(Stored data entries)
----------

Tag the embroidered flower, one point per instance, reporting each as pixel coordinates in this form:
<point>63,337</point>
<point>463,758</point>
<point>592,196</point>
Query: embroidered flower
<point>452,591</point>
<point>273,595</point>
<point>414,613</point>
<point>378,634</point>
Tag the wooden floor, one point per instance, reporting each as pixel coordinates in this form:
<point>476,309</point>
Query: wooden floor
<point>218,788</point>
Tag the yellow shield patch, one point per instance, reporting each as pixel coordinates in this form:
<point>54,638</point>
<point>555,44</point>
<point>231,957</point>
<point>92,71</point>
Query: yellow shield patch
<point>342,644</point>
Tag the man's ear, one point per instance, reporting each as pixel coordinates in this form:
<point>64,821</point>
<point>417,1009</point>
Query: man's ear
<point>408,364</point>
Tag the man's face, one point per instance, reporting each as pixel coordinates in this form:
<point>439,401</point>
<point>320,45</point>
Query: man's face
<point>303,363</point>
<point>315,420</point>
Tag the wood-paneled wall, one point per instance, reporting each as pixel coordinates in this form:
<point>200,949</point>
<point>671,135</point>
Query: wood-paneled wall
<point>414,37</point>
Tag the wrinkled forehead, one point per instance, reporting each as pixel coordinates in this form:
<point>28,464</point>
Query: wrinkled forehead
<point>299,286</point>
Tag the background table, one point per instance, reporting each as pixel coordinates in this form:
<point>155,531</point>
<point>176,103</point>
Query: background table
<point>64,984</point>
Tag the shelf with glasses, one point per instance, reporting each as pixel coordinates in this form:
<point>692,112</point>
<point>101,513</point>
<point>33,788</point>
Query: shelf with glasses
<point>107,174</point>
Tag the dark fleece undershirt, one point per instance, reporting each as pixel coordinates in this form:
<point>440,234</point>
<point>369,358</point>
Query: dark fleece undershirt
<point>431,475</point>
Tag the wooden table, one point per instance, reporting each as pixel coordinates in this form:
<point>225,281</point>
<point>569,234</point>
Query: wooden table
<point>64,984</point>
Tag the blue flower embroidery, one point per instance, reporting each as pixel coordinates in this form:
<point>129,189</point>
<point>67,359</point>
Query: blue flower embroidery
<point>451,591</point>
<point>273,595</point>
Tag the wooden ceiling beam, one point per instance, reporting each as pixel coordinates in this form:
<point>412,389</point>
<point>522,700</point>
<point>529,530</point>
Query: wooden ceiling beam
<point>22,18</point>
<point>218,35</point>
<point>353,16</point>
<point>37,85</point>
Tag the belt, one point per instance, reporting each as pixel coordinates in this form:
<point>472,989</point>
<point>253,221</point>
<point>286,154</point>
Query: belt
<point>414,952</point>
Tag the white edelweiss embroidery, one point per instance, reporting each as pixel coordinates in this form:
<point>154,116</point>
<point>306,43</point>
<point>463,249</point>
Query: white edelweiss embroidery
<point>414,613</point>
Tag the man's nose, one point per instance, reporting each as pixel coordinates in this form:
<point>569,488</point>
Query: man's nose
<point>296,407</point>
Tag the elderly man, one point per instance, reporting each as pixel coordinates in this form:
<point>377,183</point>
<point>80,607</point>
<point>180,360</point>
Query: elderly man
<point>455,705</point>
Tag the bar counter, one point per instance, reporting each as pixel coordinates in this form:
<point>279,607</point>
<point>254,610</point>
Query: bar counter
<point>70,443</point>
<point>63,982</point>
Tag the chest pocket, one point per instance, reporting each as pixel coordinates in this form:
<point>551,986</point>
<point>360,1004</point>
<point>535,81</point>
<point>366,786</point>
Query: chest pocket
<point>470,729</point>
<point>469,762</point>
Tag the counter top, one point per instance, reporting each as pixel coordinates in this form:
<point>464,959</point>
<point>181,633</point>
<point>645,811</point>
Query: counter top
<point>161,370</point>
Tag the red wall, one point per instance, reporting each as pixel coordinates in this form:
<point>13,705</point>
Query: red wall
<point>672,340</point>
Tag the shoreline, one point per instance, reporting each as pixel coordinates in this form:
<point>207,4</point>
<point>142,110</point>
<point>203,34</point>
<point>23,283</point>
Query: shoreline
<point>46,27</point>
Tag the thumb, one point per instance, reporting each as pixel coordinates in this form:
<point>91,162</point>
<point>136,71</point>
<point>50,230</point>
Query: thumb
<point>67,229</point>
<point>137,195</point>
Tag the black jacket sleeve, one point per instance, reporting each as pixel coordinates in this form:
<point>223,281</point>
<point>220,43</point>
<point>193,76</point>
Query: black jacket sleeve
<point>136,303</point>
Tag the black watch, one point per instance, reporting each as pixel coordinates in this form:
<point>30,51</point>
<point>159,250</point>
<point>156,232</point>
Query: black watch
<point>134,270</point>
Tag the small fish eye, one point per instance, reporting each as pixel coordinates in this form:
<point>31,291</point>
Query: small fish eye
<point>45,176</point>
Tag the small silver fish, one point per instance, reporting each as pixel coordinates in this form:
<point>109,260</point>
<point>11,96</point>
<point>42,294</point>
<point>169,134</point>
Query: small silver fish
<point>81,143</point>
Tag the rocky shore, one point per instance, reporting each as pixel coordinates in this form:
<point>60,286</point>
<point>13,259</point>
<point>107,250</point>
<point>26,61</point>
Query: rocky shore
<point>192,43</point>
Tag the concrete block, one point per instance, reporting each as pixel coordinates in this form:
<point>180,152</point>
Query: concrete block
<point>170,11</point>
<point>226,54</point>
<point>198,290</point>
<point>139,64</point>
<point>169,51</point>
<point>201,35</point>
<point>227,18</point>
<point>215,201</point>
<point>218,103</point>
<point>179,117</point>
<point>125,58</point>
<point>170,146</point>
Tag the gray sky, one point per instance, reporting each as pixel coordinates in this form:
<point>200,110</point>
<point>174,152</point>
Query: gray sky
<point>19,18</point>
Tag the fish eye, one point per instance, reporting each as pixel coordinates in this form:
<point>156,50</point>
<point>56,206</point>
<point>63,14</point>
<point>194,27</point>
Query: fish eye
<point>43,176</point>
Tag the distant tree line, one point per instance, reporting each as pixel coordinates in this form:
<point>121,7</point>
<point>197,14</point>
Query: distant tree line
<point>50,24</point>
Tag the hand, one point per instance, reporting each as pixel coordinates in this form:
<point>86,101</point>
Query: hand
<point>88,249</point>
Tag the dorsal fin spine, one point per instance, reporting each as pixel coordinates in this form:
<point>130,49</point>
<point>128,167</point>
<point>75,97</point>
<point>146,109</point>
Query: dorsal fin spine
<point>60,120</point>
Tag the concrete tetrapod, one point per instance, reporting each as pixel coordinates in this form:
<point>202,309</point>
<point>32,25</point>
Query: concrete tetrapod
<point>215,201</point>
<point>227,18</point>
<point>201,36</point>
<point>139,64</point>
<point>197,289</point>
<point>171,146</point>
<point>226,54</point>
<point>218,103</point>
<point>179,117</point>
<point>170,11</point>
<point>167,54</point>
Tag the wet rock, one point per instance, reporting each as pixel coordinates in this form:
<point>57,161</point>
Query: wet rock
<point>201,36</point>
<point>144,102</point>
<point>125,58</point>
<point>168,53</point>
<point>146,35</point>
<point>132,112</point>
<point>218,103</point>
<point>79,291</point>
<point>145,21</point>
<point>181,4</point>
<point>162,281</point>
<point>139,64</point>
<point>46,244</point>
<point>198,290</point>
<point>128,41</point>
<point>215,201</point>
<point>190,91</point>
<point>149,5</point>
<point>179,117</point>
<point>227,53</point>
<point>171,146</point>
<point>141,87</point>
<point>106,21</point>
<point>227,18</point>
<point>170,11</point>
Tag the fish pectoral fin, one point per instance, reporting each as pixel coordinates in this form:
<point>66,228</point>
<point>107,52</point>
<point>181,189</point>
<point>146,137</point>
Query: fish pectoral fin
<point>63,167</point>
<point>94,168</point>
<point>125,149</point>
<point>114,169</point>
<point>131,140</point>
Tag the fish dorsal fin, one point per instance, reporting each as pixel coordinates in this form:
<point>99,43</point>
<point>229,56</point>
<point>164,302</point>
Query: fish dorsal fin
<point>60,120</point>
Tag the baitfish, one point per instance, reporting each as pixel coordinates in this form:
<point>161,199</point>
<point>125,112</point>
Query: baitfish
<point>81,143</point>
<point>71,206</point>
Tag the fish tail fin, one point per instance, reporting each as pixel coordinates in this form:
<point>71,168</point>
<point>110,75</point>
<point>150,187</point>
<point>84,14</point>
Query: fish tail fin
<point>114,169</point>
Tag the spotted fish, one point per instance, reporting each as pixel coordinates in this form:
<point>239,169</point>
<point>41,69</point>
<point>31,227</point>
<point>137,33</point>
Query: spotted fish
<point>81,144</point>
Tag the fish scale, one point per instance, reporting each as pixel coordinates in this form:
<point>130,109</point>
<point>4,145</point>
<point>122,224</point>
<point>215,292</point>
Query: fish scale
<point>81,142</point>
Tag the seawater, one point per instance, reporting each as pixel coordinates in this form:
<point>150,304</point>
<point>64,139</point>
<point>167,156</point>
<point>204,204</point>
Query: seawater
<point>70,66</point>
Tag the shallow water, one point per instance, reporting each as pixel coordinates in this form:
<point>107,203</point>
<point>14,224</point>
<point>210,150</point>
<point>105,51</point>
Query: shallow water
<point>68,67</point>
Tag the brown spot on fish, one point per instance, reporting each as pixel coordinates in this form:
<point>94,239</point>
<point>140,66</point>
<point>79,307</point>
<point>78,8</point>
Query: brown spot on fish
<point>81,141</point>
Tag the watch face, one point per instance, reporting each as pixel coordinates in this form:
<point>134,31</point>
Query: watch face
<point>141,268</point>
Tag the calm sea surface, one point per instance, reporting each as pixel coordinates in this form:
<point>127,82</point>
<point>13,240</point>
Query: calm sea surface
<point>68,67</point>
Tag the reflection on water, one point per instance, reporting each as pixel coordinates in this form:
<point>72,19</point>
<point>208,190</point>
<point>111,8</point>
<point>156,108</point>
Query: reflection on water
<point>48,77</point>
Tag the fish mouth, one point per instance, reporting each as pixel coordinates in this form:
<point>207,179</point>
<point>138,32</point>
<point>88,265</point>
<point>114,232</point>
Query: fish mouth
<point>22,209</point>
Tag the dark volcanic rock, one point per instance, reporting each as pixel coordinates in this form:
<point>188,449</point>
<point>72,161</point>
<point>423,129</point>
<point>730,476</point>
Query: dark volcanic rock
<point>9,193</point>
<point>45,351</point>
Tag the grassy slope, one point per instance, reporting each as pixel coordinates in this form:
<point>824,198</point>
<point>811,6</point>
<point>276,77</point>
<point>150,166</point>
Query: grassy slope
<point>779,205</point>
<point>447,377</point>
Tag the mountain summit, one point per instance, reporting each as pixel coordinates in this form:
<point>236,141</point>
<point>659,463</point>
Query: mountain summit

----------

(Set task):
Retype the lines of the records from the one containing "Tag the dorsal" through the one containing "<point>131,140</point>", with both of those lines included. Reproduce each line without any change.

(Response to the exercise):
Tag the dorsal fin spine, one point per instance, reporting each as pixel coordinates in this form:
<point>130,49</point>
<point>128,167</point>
<point>75,97</point>
<point>146,109</point>
Query: dorsal fin spine
<point>60,120</point>
Tag the concrete tetrapod, one point per instance, reporting each as pixel coordinates in this form:
<point>202,309</point>
<point>32,25</point>
Query: concrete tetrapod
<point>215,201</point>
<point>227,18</point>
<point>201,36</point>
<point>139,64</point>
<point>197,289</point>
<point>171,146</point>
<point>226,54</point>
<point>218,103</point>
<point>179,117</point>
<point>170,11</point>
<point>167,54</point>
Tag the wet rock, one point per instance, reporting each as pixel coordinates in this form:
<point>57,161</point>
Query: wet rock
<point>201,36</point>
<point>144,102</point>
<point>125,58</point>
<point>168,53</point>
<point>146,35</point>
<point>132,112</point>
<point>218,103</point>
<point>79,291</point>
<point>145,21</point>
<point>181,4</point>
<point>162,281</point>
<point>139,64</point>
<point>46,244</point>
<point>198,290</point>
<point>128,41</point>
<point>215,201</point>
<point>190,91</point>
<point>149,5</point>
<point>179,117</point>
<point>227,53</point>
<point>171,146</point>
<point>141,87</point>
<point>106,21</point>
<point>227,18</point>
<point>170,11</point>
Tag the fish pectoral fin, one point per instance, reporting each as pixel coordinates in this form:
<point>66,228</point>
<point>107,52</point>
<point>181,189</point>
<point>146,137</point>
Query: fish pectoral fin
<point>63,167</point>
<point>94,168</point>
<point>125,149</point>
<point>114,169</point>
<point>131,140</point>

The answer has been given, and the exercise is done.